Since we are interested in the energy density at the present, we consider $\Omega_{\text{GW},0}(f) = \Omega_\text{GW}(\tau_0,f)$,

\begin{figure}
\includegraphics[width=\linewidth]{fig2.pdf}
\caption{We plot $h_0^2\Omega_{\text{GW},0}$ as a function of $m/H_{\inf}$ (top), $\tau_m/\tau_r$ (middle), and $H_{\inf}$ (bottom). The solid lines are the energy densities at the lower bound of NG15, $f_{\rm low} \approx 1.98\times 10^{-9}$ Hz, and the dotted lines are at the lower bound of NG15, $f_{\rm high} \approx 5.93\times 10^{-8}$ Hz. The orange region on each line is the area in the parameter space that produces the observed NG15 energy densities within 1$-$3$\sigma$ of uncertainty.}
\label{fig:contours}
\end{figure}

\begin{equation}\label{eqn:om_gw_0}
    \Omega_{\text{GW},0}(f) = \frac{\pi^2f^2}{3a_0^2 H_0^2}\frac{\tau_m}{\tau_r}(k\tau_r)^{3-2\nu}\mathcal{P}_{\text{GR}}(k).
\end{equation}


In anticipation of our consideration of certain parameters in the next section, we look at the behavior of the energy density as a function of different parameters. Figure \ref{fig:contours} shows how $\Omega_{\text{GW},0}$ varies with changing $m$, $\tau_m$, and $H_{\inf}$. In order to find the region in the parameter space that is able to produce the energy density observed in NG15, we obtain the parameters that fall within 1$-$3 $\sigma$ of the NG15 at the lower and upper bound of frequency. Figure \ref{fig:contours} shows a small region, in orange, in each plot that corresponds to these energy densities for a particular set of parameters. By looking at the energy density dependence on $m, \tau_m$, and $H_{\inf}$, we can find the values of the parameters that reproduce the signal.

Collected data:
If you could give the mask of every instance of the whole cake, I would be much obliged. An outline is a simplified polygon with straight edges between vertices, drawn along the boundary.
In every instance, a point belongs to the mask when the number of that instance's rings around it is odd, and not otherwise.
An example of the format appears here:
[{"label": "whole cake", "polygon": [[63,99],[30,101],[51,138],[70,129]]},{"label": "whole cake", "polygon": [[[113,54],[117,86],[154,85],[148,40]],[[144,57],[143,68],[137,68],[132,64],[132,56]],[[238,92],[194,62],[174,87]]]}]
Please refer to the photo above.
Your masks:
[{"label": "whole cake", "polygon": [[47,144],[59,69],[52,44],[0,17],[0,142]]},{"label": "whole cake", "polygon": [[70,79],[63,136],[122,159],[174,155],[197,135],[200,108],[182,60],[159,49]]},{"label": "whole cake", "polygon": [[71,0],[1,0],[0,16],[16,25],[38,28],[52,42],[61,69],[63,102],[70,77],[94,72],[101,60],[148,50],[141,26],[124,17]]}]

Tasks to perform:
A) In the excerpt on gravitational-wave energy density, which three parameters does the figure show the present-day energy density changing with?
B) Do these statements agree with the excerpt on gravitational-wave energy density? (i) The solid lines give the energy densities at the lower frequency bound of NG15. (ii) The authors focus on the energy density at the time of inflation. (iii) The orange region marks the parameter space that yields the observed NG15 energy densities. Answer yes or no for each, quoting the deciding words.

In response:
A) m, τ_m, and H_inf

B)
(i) Yes: "The solid lines are the energy densities at the lower bound of NG15"
(ii) No: "Since we are interested in the energy density at the present"
(iii) Yes: "The orange region on each line is the area in the parameter space that produces the observed NG15 energy densities"